**WHAT IS BEING ASKED**
Return, from the lines below, each one that includes the word "green".

**DATASET**
____

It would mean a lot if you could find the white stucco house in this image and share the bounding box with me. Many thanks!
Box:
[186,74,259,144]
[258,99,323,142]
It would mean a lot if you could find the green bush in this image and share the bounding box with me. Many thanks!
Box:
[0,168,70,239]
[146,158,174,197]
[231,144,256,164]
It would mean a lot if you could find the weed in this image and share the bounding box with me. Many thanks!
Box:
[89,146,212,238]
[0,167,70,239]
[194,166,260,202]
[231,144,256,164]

____

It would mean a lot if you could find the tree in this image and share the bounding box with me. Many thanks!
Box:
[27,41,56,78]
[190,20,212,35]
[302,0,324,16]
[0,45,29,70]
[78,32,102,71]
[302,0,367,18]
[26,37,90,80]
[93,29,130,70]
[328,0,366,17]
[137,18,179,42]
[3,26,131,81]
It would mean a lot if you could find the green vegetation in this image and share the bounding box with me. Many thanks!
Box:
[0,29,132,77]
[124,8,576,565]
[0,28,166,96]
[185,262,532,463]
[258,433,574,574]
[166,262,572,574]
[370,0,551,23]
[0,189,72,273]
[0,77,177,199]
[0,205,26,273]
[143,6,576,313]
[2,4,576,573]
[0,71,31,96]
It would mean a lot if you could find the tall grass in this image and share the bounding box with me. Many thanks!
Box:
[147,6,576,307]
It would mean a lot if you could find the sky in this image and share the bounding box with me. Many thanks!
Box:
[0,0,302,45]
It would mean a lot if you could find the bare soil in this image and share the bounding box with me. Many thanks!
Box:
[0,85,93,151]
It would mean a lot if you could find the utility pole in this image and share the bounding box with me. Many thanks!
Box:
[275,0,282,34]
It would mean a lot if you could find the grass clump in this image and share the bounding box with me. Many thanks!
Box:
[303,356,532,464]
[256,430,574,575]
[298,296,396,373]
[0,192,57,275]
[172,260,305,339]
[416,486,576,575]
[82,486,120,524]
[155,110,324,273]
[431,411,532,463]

____

**SOLUTION BELOW**
It would mean a lot if you could find the green bush in this image and share the bounding box with me. Many thanks!
It would mean a lot if you could find the green vegetation in this image and share the bounding box with me. Many thanks!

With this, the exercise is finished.